EXTRACTED INFORMATION:

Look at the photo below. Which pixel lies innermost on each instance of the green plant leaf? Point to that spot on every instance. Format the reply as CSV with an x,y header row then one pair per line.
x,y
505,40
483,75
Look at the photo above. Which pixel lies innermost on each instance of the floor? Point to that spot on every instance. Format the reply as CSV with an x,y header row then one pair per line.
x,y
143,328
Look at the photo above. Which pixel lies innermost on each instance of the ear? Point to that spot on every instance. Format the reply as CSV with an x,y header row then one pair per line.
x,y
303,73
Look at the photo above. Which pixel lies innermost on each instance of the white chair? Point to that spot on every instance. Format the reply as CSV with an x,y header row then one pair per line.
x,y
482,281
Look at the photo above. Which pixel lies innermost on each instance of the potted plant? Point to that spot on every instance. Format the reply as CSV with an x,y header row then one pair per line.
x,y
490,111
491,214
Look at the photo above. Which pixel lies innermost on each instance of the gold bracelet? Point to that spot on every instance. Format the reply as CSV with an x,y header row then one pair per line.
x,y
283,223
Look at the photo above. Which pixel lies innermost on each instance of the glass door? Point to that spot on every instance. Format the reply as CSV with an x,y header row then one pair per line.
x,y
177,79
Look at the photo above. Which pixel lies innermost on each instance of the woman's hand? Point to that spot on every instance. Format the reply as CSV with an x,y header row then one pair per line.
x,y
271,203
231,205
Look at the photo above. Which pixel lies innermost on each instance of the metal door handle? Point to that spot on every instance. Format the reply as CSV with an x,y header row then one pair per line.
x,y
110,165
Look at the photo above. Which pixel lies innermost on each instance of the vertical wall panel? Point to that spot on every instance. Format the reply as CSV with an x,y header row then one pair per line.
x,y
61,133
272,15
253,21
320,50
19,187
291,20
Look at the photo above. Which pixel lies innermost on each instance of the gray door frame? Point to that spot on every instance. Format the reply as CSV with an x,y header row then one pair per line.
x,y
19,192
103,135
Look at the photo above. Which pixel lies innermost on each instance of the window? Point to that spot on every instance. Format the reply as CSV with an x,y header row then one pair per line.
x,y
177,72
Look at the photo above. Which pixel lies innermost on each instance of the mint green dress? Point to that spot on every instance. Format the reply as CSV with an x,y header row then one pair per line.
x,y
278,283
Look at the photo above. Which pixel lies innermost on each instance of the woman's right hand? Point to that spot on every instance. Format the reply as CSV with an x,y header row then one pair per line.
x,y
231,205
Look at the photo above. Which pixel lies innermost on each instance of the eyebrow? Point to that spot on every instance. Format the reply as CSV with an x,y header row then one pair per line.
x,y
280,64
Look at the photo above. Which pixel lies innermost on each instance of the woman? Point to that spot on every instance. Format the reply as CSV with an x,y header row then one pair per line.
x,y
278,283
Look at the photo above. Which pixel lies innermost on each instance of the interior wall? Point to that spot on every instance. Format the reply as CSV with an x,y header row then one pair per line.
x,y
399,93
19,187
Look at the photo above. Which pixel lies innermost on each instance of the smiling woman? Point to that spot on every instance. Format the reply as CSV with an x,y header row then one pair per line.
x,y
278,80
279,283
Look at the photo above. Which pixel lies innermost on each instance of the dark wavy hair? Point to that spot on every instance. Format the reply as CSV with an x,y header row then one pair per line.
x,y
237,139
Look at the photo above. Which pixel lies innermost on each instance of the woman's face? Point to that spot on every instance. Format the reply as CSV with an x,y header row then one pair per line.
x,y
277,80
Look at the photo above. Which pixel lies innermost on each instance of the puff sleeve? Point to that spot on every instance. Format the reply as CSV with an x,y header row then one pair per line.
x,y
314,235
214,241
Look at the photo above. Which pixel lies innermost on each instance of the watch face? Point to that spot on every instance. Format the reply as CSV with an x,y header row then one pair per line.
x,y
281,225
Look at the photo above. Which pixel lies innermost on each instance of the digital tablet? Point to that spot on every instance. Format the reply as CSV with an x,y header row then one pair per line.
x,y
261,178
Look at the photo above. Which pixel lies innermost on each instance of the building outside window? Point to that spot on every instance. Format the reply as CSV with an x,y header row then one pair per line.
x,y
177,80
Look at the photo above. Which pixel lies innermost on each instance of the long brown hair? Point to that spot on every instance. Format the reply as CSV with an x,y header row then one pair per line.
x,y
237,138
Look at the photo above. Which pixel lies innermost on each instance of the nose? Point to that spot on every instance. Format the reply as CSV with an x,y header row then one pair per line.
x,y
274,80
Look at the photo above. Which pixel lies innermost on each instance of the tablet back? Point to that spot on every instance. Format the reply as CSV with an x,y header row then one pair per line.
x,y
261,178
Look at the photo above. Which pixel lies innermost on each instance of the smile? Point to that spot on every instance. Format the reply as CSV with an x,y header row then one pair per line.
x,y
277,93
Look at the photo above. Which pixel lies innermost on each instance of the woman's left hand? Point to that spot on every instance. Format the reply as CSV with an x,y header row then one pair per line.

PROMPT:
Give back the entire listing exactly as it was written.

WRITTEN SOLUTION:
Look at the photo below. Which pixel lies innermost on each instance of the green plant leaf? Point to that spot on every instance. Format the reply as CSV with an x,y header row then one pair per line.
x,y
505,40
483,75
Look at the photo above. Which pixel lies innermost on each instance of the floor? Point to that spot on every instance. Format the reply as CSV with an x,y header row then one pair per line.
x,y
143,328
Look at the photo above. Which pixel lies innermost on each instance of the ear? Point to that spot on every instance. Format the reply as CSV with an x,y header row then one pair per line.
x,y
303,73
Look at the photo above. Which pixel lies innermost on each instance of the white chair? Point to that spot on every instance. Format the reply as CSV with an x,y header row then one pair per line.
x,y
482,281
Look at the photo above. Which pixel lies innermost on each instance of the potted plant? Point to that spot on every instance. Format the reply as CSV with an x,y header row then one pair per line.
x,y
490,111
491,214
Look at the photo above. Which pixel lies innermost on each instance of the gold bracelet? Point to that spot on every instance. Format the reply as CSV with an x,y header row then one pair per line.
x,y
283,223
Look at the photo above. Which pixel lies innermost on each instance of the glass door? Point to that spot on every instance. Format the reply as CSV with an x,y header row then one pair per line.
x,y
177,79
Look at the photo above. Which pixel lies innermost on each instance of the woman's hand? Point to that spot on every instance. Format the reply as CSV with an x,y header row then one pair per line.
x,y
271,203
231,205
Look at the photo above. Which pixel lies innermost on each instance of the metal door handle? Point to that spot on every instance. Format the reply as CSV with an x,y header row then one pair per line.
x,y
110,165
Look at the photo above. Which pixel lies innermost on each instance of the vertical wall panel? Point to that spot on every instance. Format the reply as CSV with an x,y header row then one pair per line.
x,y
61,133
272,15
253,21
320,50
19,187
291,20
Look at the photo above. Which pixel lies innermost on each instance of the gray door frame? Point to that spot on every instance. Format the reply as CSV with an x,y header row then one pair per line.
x,y
19,192
103,135
Look at the photo above. Which pixel lies innermost on each instance of the window? Point to that spot on every instance. Format the reply as CSV with an x,y header row then one pair per line.
x,y
177,72
Look at the photo above. Which pixel lies innermost on each instance of the mint green dress? Point to that spot on every instance. Format the reply as CSV with an x,y header row then one pair per line.
x,y
278,283
Look at the photo above. Which pixel lies innermost on each instance of the woman's right hand? Point to that spot on every instance. Format the reply as CSV with an x,y header row then one pair per line.
x,y
231,205
Look at the photo above. Which pixel lies innermost on each instance of the eyebrow? Point to that spot on every instance. Format the reply as CSV with an x,y header row then one pair per line.
x,y
280,64
Look at the photo above. Which pixel lies innermost on each instance of the woman? Point to that spot on every instance. Format the reply as CSV with an x,y header row then one pair per line.
x,y
278,283
Look at the photo above. Which pixel lies innermost on each instance of the interior wall? Point to that spot on every instance. Format the reply as CSV with an x,y header row then one pair per line.
x,y
399,93
19,187
Look at the photo above. Which pixel lies innermost on each instance of the smiling woman? Point to that spot on every instance. Format the reply as CSV with an x,y header row then one pair per line.
x,y
278,80
279,283
Look at the photo above. Which pixel lies innermost on each instance of the dark wavy hair? Point to that spot on every instance. Format the reply as CSV with an x,y header row then one pair per line.
x,y
237,139
Look at the photo above. Which pixel lies innermost on each instance of the woman's face? Point to that spot on every instance. Format the reply as CSV with an x,y header row then one pair per line.
x,y
277,80
Look at the photo above. Which pixel lies innermost on each instance of the puff sleeve? Point to that spot on every instance. Format the reply as CSV with an x,y header row then one pair per line.
x,y
314,235
214,241
Look at the photo above. Which pixel lies innermost on each instance of the watch face? Point to that spot on every instance. Format the reply as CSV with an x,y header row then one pair per line.
x,y
281,225
Look at the photo above. Which pixel lies innermost on each instance of the digital tablet? Point to that spot on every instance. Format the reply as CSV with an x,y header row then one pair per line.
x,y
261,178
Look at the photo above. Which pixel lies innermost on each instance of the building outside window? Point to that spot on every instance. Format the reply as CSV with an x,y header row then one pair per line.
x,y
177,80
Look at the photo above. Which pixel lies innermost on each instance of the long brown hair? Point to that spot on every instance. Format the reply as CSV with an x,y header row then one pair per line.
x,y
237,138
Look at the photo above. Which pixel lies innermost on each instance of the nose? Point to that spot on every instance. Format the reply as CSV with an x,y header row then one pair per line.
x,y
274,80
Look at the photo above. Which pixel lies innermost on each instance of the tablet back? Point to that spot on every instance. Format the reply as CSV with an x,y header row then one pair per line.
x,y
261,178
Look at the photo above. Which pixel lies innermost on each instance of the smile? Point to that spot on every instance. Format the reply as CSV with an x,y header row then one pair per line.
x,y
277,93
Look at the photo above. Which pixel lies innermost on each instance of the woman's left hand? Point to that spot on every instance. Format the reply as CSV with an x,y header row then one pair per line.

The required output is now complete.